[Source records]
____
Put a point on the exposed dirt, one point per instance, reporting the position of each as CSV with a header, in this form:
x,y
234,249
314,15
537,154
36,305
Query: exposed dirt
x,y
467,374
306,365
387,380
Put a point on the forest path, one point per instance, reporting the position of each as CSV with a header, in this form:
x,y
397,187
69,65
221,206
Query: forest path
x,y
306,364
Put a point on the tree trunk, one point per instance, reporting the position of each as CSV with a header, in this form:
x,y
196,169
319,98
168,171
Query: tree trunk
____
STATED PROBLEM> Find the line containing "Put a point on the forest". Reproduce it exactly, along with every line after it through the last.

RESULT>
Put a point on the forest path, one point per instance, reporting the position of each as CSV with a header, in this form:
x,y
397,187
69,65
221,206
Query: forest path
x,y
306,364
Put a point on the tree trunk, one point per instance, reporting the position of each as CSV with a header, in this form:
x,y
196,169
319,98
168,171
Query: tree trunk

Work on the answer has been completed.